Please count how many lines of the items below contain the word "noseband", and give only that number.

Materials provided:

►

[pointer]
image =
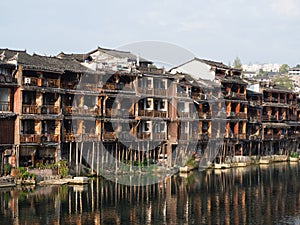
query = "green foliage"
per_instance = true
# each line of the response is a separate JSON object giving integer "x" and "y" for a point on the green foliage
{"x": 7, "y": 168}
{"x": 237, "y": 64}
{"x": 191, "y": 163}
{"x": 294, "y": 155}
{"x": 262, "y": 73}
{"x": 284, "y": 81}
{"x": 24, "y": 174}
{"x": 284, "y": 68}
{"x": 62, "y": 167}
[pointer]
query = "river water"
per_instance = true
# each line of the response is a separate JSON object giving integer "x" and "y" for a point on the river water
{"x": 253, "y": 195}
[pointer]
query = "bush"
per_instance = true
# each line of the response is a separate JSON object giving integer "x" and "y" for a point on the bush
{"x": 294, "y": 155}
{"x": 63, "y": 169}
{"x": 7, "y": 168}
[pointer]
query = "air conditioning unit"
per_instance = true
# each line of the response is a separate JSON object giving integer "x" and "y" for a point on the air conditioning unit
{"x": 27, "y": 80}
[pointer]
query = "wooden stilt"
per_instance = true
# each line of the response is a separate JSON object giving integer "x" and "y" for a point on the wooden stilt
{"x": 98, "y": 160}
{"x": 93, "y": 157}
{"x": 70, "y": 154}
{"x": 76, "y": 159}
{"x": 80, "y": 159}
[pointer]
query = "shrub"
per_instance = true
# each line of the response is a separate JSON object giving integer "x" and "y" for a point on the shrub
{"x": 294, "y": 155}
{"x": 7, "y": 168}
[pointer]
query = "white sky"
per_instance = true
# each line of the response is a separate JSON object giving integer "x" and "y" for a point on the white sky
{"x": 263, "y": 31}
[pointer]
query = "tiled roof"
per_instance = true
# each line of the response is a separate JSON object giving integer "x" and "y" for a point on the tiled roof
{"x": 113, "y": 52}
{"x": 43, "y": 63}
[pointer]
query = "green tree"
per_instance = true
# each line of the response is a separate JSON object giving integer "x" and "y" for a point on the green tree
{"x": 237, "y": 64}
{"x": 262, "y": 73}
{"x": 284, "y": 69}
{"x": 284, "y": 81}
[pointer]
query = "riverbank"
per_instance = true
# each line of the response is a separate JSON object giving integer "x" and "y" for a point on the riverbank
{"x": 157, "y": 172}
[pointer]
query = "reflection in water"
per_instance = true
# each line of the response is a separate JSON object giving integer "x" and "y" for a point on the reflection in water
{"x": 252, "y": 195}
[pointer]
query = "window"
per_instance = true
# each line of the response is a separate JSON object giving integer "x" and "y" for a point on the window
{"x": 160, "y": 127}
{"x": 149, "y": 104}
{"x": 147, "y": 126}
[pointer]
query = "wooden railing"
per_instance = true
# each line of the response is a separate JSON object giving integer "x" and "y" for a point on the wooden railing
{"x": 49, "y": 138}
{"x": 273, "y": 136}
{"x": 158, "y": 136}
{"x": 53, "y": 83}
{"x": 242, "y": 115}
{"x": 90, "y": 137}
{"x": 70, "y": 110}
{"x": 183, "y": 114}
{"x": 203, "y": 137}
{"x": 31, "y": 109}
{"x": 69, "y": 137}
{"x": 144, "y": 135}
{"x": 31, "y": 81}
{"x": 69, "y": 85}
{"x": 183, "y": 136}
{"x": 4, "y": 106}
{"x": 46, "y": 109}
{"x": 109, "y": 135}
{"x": 30, "y": 138}
{"x": 161, "y": 114}
{"x": 160, "y": 92}
{"x": 145, "y": 91}
{"x": 88, "y": 86}
{"x": 146, "y": 113}
{"x": 242, "y": 136}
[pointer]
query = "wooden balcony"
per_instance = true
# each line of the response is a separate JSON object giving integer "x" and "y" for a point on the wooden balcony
{"x": 69, "y": 137}
{"x": 88, "y": 86}
{"x": 144, "y": 135}
{"x": 182, "y": 94}
{"x": 160, "y": 92}
{"x": 52, "y": 83}
{"x": 46, "y": 109}
{"x": 160, "y": 114}
{"x": 203, "y": 137}
{"x": 242, "y": 136}
{"x": 31, "y": 109}
{"x": 69, "y": 85}
{"x": 269, "y": 118}
{"x": 231, "y": 114}
{"x": 254, "y": 119}
{"x": 183, "y": 137}
{"x": 159, "y": 136}
{"x": 145, "y": 91}
{"x": 123, "y": 113}
{"x": 293, "y": 117}
{"x": 242, "y": 115}
{"x": 50, "y": 138}
{"x": 50, "y": 109}
{"x": 125, "y": 136}
{"x": 255, "y": 103}
{"x": 273, "y": 136}
{"x": 70, "y": 110}
{"x": 5, "y": 106}
{"x": 146, "y": 113}
{"x": 204, "y": 115}
{"x": 109, "y": 136}
{"x": 31, "y": 81}
{"x": 90, "y": 137}
{"x": 30, "y": 138}
{"x": 183, "y": 114}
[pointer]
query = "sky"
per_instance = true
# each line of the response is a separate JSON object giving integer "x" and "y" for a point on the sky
{"x": 257, "y": 31}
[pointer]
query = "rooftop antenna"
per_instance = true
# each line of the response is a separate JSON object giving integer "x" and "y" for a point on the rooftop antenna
{"x": 138, "y": 60}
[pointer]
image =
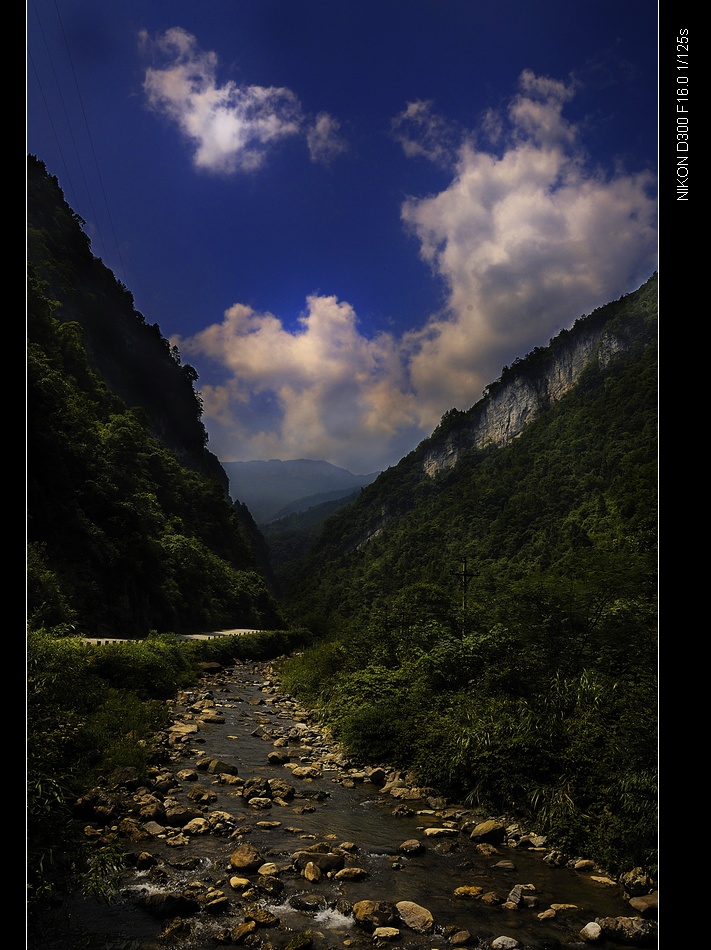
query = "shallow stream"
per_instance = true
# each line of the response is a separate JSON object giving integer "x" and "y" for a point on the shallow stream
{"x": 335, "y": 808}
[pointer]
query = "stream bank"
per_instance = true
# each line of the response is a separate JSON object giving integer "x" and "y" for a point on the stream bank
{"x": 256, "y": 830}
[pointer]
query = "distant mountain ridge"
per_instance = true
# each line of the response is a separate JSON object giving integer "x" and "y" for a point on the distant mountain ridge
{"x": 273, "y": 488}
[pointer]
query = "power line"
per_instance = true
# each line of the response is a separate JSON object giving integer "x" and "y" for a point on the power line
{"x": 71, "y": 133}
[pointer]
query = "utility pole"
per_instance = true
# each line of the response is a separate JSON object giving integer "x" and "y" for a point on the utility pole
{"x": 465, "y": 577}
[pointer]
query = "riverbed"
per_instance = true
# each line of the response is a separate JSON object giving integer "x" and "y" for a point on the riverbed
{"x": 334, "y": 804}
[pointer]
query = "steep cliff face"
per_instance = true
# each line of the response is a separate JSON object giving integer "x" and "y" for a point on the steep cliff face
{"x": 532, "y": 385}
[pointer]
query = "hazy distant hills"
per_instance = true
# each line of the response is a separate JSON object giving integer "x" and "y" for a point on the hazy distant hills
{"x": 274, "y": 488}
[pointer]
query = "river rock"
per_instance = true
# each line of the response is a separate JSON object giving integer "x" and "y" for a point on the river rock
{"x": 632, "y": 931}
{"x": 646, "y": 906}
{"x": 246, "y": 858}
{"x": 411, "y": 846}
{"x": 372, "y": 914}
{"x": 386, "y": 933}
{"x": 591, "y": 932}
{"x": 491, "y": 832}
{"x": 415, "y": 917}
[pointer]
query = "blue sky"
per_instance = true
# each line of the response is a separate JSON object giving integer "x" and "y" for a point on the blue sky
{"x": 349, "y": 216}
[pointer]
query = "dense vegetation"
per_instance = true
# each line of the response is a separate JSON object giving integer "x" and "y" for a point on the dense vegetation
{"x": 128, "y": 531}
{"x": 92, "y": 711}
{"x": 494, "y": 627}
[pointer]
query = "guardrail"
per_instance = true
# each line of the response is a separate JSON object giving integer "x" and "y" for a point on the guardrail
{"x": 238, "y": 631}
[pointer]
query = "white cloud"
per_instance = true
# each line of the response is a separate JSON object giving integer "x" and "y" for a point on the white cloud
{"x": 325, "y": 391}
{"x": 231, "y": 127}
{"x": 424, "y": 134}
{"x": 526, "y": 237}
{"x": 324, "y": 139}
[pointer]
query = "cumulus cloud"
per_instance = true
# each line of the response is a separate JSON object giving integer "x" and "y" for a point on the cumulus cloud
{"x": 324, "y": 139}
{"x": 424, "y": 134}
{"x": 526, "y": 238}
{"x": 231, "y": 127}
{"x": 324, "y": 391}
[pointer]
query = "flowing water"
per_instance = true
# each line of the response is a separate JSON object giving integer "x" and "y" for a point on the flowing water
{"x": 336, "y": 807}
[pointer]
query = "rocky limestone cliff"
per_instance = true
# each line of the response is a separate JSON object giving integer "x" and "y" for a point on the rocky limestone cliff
{"x": 525, "y": 391}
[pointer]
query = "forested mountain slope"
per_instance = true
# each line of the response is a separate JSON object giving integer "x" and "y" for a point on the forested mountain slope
{"x": 576, "y": 483}
{"x": 487, "y": 607}
{"x": 130, "y": 527}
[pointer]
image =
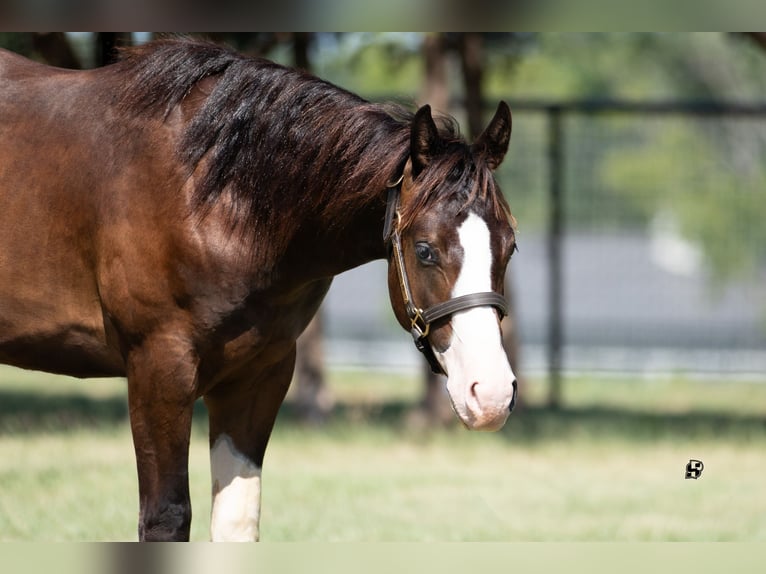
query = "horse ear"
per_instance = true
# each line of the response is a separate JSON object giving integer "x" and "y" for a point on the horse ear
{"x": 493, "y": 142}
{"x": 424, "y": 140}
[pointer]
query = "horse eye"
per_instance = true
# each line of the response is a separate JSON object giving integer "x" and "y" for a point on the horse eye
{"x": 424, "y": 253}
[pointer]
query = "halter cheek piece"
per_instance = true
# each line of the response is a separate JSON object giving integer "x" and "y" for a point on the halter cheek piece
{"x": 421, "y": 319}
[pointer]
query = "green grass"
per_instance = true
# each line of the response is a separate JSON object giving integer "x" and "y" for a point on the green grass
{"x": 608, "y": 467}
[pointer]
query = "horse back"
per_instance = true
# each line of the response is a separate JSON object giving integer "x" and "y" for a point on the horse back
{"x": 74, "y": 174}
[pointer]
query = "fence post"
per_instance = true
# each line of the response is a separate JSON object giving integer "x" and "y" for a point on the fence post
{"x": 555, "y": 259}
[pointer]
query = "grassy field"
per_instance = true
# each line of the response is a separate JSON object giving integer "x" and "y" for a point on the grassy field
{"x": 607, "y": 467}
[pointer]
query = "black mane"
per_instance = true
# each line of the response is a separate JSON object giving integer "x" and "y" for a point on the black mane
{"x": 278, "y": 139}
{"x": 265, "y": 126}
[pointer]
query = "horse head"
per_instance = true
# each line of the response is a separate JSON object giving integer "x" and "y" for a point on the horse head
{"x": 451, "y": 236}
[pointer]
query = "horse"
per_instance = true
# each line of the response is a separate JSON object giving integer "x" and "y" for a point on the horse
{"x": 177, "y": 217}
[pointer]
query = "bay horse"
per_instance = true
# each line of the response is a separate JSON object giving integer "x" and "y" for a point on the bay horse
{"x": 177, "y": 217}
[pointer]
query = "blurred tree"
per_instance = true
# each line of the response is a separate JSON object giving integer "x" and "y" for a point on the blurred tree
{"x": 106, "y": 44}
{"x": 55, "y": 49}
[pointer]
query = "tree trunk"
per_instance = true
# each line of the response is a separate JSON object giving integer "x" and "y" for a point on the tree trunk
{"x": 313, "y": 399}
{"x": 472, "y": 62}
{"x": 56, "y": 50}
{"x": 435, "y": 408}
{"x": 106, "y": 45}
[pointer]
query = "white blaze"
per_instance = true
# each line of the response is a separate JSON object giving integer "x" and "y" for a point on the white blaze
{"x": 480, "y": 378}
{"x": 236, "y": 494}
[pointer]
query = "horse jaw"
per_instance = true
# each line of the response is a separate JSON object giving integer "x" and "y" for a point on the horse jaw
{"x": 481, "y": 384}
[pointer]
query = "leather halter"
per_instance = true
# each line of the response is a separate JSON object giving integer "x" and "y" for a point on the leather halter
{"x": 421, "y": 319}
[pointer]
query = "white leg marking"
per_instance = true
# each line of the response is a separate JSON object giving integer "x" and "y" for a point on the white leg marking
{"x": 480, "y": 377}
{"x": 236, "y": 494}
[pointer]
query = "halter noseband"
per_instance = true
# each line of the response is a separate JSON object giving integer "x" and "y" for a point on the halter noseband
{"x": 421, "y": 319}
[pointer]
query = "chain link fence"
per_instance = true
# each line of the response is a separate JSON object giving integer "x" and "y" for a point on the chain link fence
{"x": 642, "y": 237}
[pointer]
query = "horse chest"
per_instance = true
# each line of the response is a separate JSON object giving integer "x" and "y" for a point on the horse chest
{"x": 269, "y": 330}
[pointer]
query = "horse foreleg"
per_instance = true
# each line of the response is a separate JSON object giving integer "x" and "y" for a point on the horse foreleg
{"x": 242, "y": 414}
{"x": 161, "y": 379}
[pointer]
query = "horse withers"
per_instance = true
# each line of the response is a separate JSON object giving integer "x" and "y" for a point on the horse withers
{"x": 177, "y": 218}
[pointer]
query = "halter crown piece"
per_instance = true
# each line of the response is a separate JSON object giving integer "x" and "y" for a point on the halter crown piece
{"x": 420, "y": 319}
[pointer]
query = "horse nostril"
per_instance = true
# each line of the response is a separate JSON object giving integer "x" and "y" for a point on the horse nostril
{"x": 513, "y": 397}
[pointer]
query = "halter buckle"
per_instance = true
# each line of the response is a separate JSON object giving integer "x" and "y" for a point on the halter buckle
{"x": 418, "y": 325}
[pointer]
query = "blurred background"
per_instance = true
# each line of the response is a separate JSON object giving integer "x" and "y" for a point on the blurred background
{"x": 637, "y": 175}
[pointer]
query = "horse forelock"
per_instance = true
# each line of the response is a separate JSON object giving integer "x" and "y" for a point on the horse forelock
{"x": 458, "y": 175}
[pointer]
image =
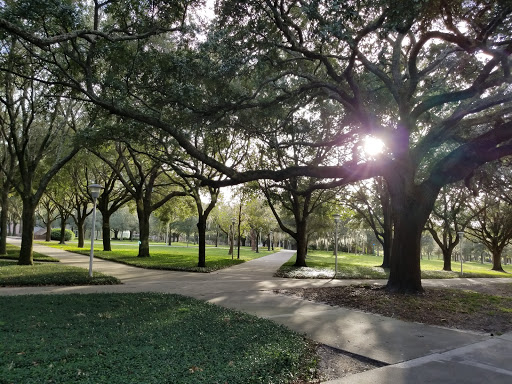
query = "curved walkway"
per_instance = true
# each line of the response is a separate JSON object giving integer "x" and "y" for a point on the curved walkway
{"x": 417, "y": 353}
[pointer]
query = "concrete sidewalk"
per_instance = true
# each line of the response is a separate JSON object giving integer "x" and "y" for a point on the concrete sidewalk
{"x": 416, "y": 353}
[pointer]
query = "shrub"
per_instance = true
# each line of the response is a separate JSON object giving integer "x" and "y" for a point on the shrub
{"x": 68, "y": 235}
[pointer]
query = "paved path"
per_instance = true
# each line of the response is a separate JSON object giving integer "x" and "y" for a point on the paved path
{"x": 417, "y": 353}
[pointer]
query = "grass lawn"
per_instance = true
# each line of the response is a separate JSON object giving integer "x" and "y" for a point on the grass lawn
{"x": 39, "y": 274}
{"x": 13, "y": 253}
{"x": 352, "y": 266}
{"x": 175, "y": 257}
{"x": 144, "y": 338}
{"x": 482, "y": 308}
{"x": 44, "y": 272}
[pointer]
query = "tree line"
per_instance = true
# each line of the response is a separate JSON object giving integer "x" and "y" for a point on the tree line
{"x": 279, "y": 93}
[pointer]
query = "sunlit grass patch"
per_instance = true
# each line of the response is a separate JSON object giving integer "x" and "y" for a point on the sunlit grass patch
{"x": 178, "y": 258}
{"x": 13, "y": 253}
{"x": 321, "y": 264}
{"x": 40, "y": 274}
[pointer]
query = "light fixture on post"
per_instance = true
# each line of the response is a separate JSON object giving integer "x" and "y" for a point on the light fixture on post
{"x": 461, "y": 236}
{"x": 94, "y": 190}
{"x": 336, "y": 221}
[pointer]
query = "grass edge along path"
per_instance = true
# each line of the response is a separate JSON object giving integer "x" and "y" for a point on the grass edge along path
{"x": 174, "y": 258}
{"x": 353, "y": 266}
{"x": 144, "y": 338}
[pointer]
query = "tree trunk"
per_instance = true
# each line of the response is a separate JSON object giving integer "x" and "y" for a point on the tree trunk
{"x": 302, "y": 244}
{"x": 143, "y": 217}
{"x": 411, "y": 207}
{"x": 201, "y": 230}
{"x": 447, "y": 259}
{"x": 3, "y": 220}
{"x": 27, "y": 234}
{"x": 62, "y": 229}
{"x": 105, "y": 230}
{"x": 81, "y": 233}
{"x": 48, "y": 237}
{"x": 387, "y": 247}
{"x": 231, "y": 239}
{"x": 496, "y": 261}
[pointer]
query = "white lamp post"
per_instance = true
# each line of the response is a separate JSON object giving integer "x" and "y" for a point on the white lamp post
{"x": 461, "y": 236}
{"x": 95, "y": 190}
{"x": 336, "y": 221}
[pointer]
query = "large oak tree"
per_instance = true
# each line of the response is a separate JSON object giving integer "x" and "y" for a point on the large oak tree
{"x": 430, "y": 78}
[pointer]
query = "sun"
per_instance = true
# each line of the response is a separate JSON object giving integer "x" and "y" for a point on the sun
{"x": 373, "y": 146}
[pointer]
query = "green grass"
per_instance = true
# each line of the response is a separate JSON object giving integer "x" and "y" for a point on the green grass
{"x": 39, "y": 274}
{"x": 351, "y": 266}
{"x": 143, "y": 338}
{"x": 13, "y": 253}
{"x": 176, "y": 257}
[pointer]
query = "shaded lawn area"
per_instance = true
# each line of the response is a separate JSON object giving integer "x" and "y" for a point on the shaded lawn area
{"x": 45, "y": 271}
{"x": 460, "y": 308}
{"x": 177, "y": 258}
{"x": 352, "y": 266}
{"x": 144, "y": 338}
{"x": 40, "y": 274}
{"x": 13, "y": 253}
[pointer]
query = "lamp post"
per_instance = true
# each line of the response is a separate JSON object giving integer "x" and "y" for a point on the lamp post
{"x": 95, "y": 190}
{"x": 336, "y": 221}
{"x": 461, "y": 236}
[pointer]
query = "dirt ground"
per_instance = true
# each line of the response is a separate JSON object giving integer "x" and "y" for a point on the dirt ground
{"x": 485, "y": 308}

◄

The reply:
2